───── SUPPLIED ENTRIES ─────
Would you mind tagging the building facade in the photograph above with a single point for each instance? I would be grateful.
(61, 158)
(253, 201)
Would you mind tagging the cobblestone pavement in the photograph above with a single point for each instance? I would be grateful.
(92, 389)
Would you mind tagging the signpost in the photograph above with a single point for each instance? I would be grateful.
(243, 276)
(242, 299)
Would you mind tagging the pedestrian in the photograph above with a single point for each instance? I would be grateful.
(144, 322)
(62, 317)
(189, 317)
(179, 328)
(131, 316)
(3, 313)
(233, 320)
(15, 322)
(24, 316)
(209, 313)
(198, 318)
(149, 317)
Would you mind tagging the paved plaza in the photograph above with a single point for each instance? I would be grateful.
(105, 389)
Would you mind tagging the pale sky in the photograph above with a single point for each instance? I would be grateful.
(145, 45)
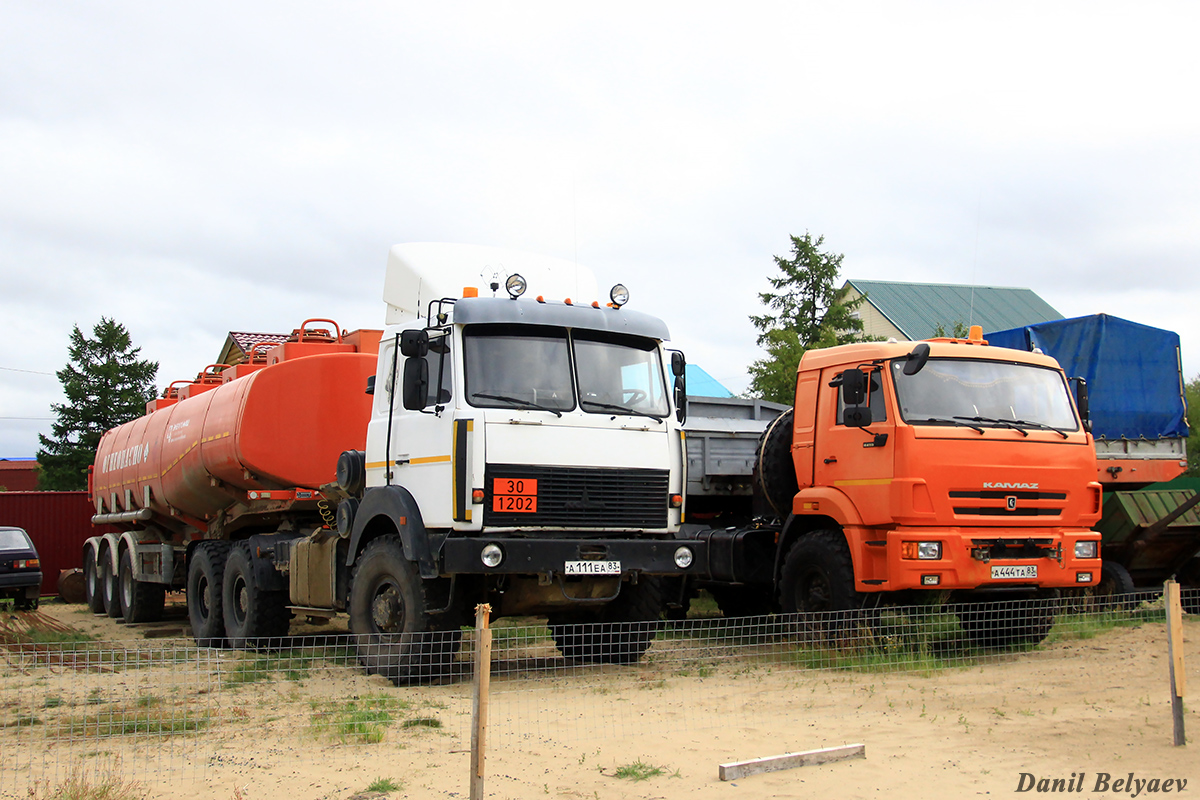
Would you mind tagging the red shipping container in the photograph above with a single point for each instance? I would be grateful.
(58, 522)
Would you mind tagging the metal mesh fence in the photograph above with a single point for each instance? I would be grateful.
(168, 709)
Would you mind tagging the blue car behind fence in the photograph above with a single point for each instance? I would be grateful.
(21, 571)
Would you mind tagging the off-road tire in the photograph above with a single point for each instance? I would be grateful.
(774, 468)
(619, 633)
(389, 608)
(141, 601)
(109, 591)
(249, 611)
(94, 594)
(205, 576)
(1009, 624)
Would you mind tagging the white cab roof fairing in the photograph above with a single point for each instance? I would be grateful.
(420, 272)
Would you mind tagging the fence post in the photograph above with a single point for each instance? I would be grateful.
(1175, 656)
(479, 708)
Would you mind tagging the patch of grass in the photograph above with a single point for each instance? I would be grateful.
(639, 771)
(358, 720)
(384, 785)
(130, 722)
(76, 787)
(423, 722)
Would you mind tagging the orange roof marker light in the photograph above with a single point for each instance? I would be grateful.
(516, 286)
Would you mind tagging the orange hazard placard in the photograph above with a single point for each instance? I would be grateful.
(511, 494)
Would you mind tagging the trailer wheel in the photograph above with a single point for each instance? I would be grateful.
(1009, 624)
(389, 611)
(93, 590)
(250, 612)
(141, 601)
(109, 591)
(775, 470)
(205, 573)
(619, 633)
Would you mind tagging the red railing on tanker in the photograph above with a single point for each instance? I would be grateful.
(58, 522)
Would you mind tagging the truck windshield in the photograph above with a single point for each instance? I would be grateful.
(619, 374)
(531, 367)
(989, 394)
(510, 370)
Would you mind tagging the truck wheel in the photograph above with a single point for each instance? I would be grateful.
(1009, 623)
(619, 633)
(775, 470)
(742, 601)
(389, 611)
(250, 611)
(205, 573)
(141, 601)
(108, 588)
(817, 584)
(94, 593)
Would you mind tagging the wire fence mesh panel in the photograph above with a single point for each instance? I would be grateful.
(166, 709)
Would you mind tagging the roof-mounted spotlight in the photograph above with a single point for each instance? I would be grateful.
(515, 286)
(619, 295)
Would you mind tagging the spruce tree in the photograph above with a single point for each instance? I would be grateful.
(809, 313)
(106, 384)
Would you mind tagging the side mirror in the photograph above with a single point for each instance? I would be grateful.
(678, 364)
(917, 359)
(417, 384)
(414, 344)
(857, 416)
(1081, 402)
(681, 395)
(853, 386)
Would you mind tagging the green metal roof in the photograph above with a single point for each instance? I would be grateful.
(917, 308)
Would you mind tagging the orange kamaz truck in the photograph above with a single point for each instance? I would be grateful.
(948, 465)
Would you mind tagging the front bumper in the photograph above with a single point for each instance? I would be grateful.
(987, 559)
(21, 584)
(527, 555)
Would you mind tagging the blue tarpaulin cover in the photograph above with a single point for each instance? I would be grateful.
(1132, 371)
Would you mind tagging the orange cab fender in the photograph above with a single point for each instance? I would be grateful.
(391, 509)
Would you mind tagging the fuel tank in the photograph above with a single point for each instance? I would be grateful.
(279, 421)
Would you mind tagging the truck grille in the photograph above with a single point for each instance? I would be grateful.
(577, 498)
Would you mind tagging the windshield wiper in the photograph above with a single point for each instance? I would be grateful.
(625, 409)
(1042, 426)
(991, 420)
(939, 420)
(519, 402)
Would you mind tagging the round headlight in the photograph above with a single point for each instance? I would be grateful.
(491, 555)
(683, 558)
(515, 286)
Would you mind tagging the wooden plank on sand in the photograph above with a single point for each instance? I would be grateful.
(790, 761)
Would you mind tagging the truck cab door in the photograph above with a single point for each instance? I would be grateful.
(856, 461)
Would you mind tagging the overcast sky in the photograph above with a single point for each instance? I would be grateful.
(196, 168)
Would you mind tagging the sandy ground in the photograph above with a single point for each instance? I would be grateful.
(1086, 708)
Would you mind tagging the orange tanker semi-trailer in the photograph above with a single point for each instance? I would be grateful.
(238, 452)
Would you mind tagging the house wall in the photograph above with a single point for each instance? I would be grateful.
(874, 322)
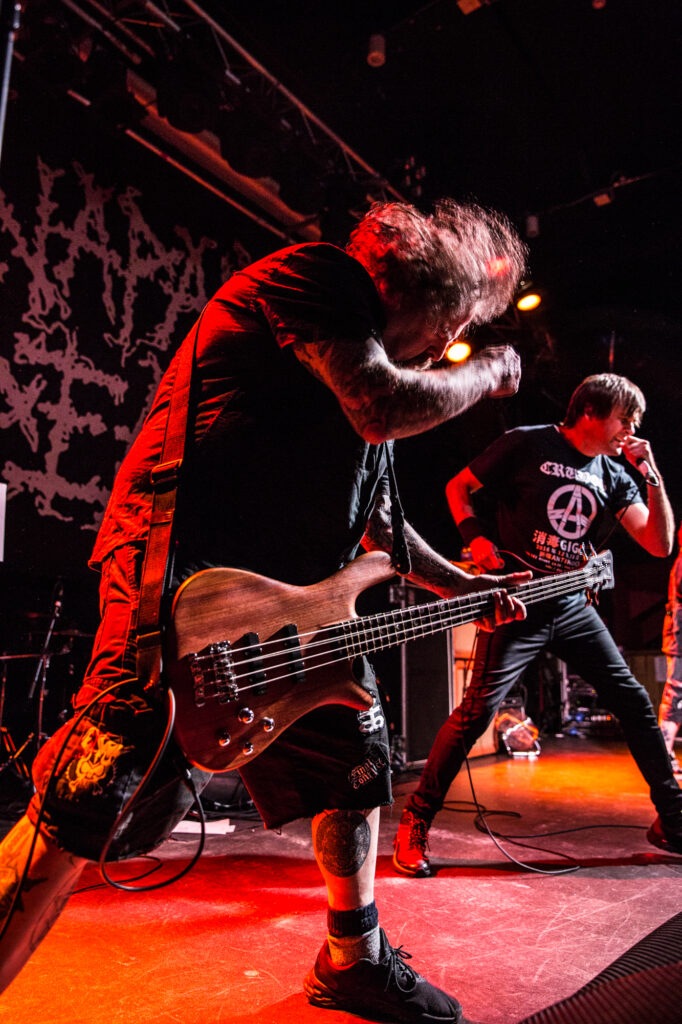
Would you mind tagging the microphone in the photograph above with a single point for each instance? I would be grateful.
─────
[STATED TASK] Make an exact copy of all the material, but keep the pictures out of it.

[FINAL RESULT]
Would you mind tagging the building facade in the photograph above with a single point for each instance? I would be grateful.
(61, 158)
(253, 201)
Would you mind tagging the cobblestone pavement in the photograph above with a single point for each instance? I would be grateful.
(92, 389)
Would you mind tagging the signpost in the photograph above with a single point for each instance? I would be grateful.
(243, 276)
(242, 299)
Would you mind tagging the pedestrian in the photograph above with a single point for each instance? I would be grateful.
(144, 322)
(62, 317)
(189, 317)
(179, 328)
(131, 316)
(3, 313)
(233, 320)
(15, 322)
(24, 316)
(209, 313)
(198, 318)
(149, 317)
Would you mind tagging the paved plaza in the photograph above with a single point for each instance? I would be grateful.
(105, 389)
Would you mind tagging the pale sky in the photograph above with a single point for each instance? I would be grateful.
(145, 45)
Would you mind tagging the red shipping container in the photograph above with a single point for each instance? I would be grateful.
(58, 522)
Would you mind tagging the metal mesh fence in the photograph above with a single point for each instance? I would be grateful.
(168, 709)
Would you mind tagging the blue car behind fence in the photograph above with a single point for each instance? I would be grateful.
(21, 571)
Would you mind tagging the off-road tire in the photograph above with a single point for each instance? I would be grateful.
(774, 468)
(619, 633)
(389, 608)
(141, 601)
(109, 591)
(249, 611)
(94, 594)
(205, 576)
(1009, 624)
Would you mind tagging the white cab roof fairing in the photograph above with a single point for each instance? I would be grateful.
(420, 272)
Would you mind tagging the fence post in the photograph above with a single point for each instance? I would be grateful.
(1175, 656)
(479, 708)
Would you mind tagging the patch of grass in the photograph above with a single point for each instance? I would be grateful.
(639, 771)
(358, 720)
(384, 785)
(130, 722)
(76, 787)
(423, 722)
Would you mind tagging the orange roof marker light in the photograph above with a single point for each instance? I would be grateful.
(516, 286)
Would you mind tagging the orange hazard placard in the photograph above with a single point for each instance? I would be grateful.
(511, 494)
Would you mind tagging the trailer wheel in the photograph above with a single point for each instance? I would be grateful.
(1009, 624)
(389, 611)
(93, 590)
(250, 612)
(141, 601)
(109, 591)
(775, 470)
(205, 573)
(619, 633)
Would you mind tagging the red railing on tanker in the photograph above with a single point for each instance? I would be grateful.
(58, 522)
Would you mind tagging the truck windshield in the photograph above with a single point for each instance? I would be grateful.
(619, 374)
(531, 367)
(989, 394)
(510, 370)
Would you mind tagging the truck wheel in the photograph above with a single point for each instance? I would be grateful.
(1009, 623)
(619, 633)
(775, 470)
(742, 601)
(389, 611)
(250, 611)
(205, 573)
(141, 601)
(108, 588)
(817, 584)
(94, 593)
Would you mind tagging the wire fence mesh panel in the photograph above with a single point for each instance? I would be grateful.
(166, 709)
Would you mind tagging the roof-mounted spotlight in the photograph above with a single point for each instance? I would be grateful.
(515, 286)
(619, 295)
Would you mind tagging the spruce tree in the photograph above with a single point for each instance? I would be grateful.
(809, 313)
(106, 384)
Would you mind tagging the side mirror in the photograph above with a single point for each instance? I would be grateful.
(678, 364)
(917, 359)
(417, 384)
(414, 344)
(857, 416)
(1081, 402)
(681, 395)
(853, 386)
Would you mind tagging the green metal roof in the photograph above with a single point for each instance? I would be grateful.
(917, 308)
Would you mind tagging the orange kamaz truck in the photograph above with a single point for each instance? I would be grateful.
(948, 465)
Would you mind tagging the front bumper in the photograph above with a single point for each instance? I would be grateful.
(987, 559)
(21, 584)
(527, 555)
Would you mind tagging the blue tarpaulin cover in the photograph above with a single point for each instance? I would be grateful.
(1132, 371)
Would you mind tagging the orange cab fender in the photograph above with a single point for each instance? I would be grateful.
(391, 509)
Would you mind tagging the fuel tank in the photograph above with a single point for each instance? I would be grateful.
(279, 421)
Would you mind tagging the truck grille in the photograph above with a single point for each instance? I would be grateful.
(577, 498)
Would you mind tagging the windshield wiper in the photograph above with a single point for each instance? I would be grateful.
(625, 409)
(1042, 426)
(991, 420)
(939, 420)
(519, 402)
Would you mind tagging the round headlight in the photograph above with a single point for each instance? I would be grateful.
(491, 555)
(683, 558)
(515, 286)
Would you mind tagging the wooden plank on sand in the photograph above with a single point for each instance? I would be grateful.
(790, 761)
Would you mind tagging the truck cab door in the photograph above with a single point for each instance? I would be grateful.
(856, 461)
Would you mind tagging the overcast sky in the photograph above with a single point for each instance? I would be grateful.
(196, 168)
Would you mind tagging the sandy ground in the photograph above with a single point for each instance? I would be grateful.
(1086, 708)
Would you mind tagging the orange tanker semi-trailer in the photograph above with a single point for each instance? I would be grateful.
(238, 452)
Would you mind tagging the house wall in the photograph above with a single point for each instance? I would be grateful.
(874, 322)
Would you mind tagging the microphone in the photograph above with a single point for each instance? I would be grateful.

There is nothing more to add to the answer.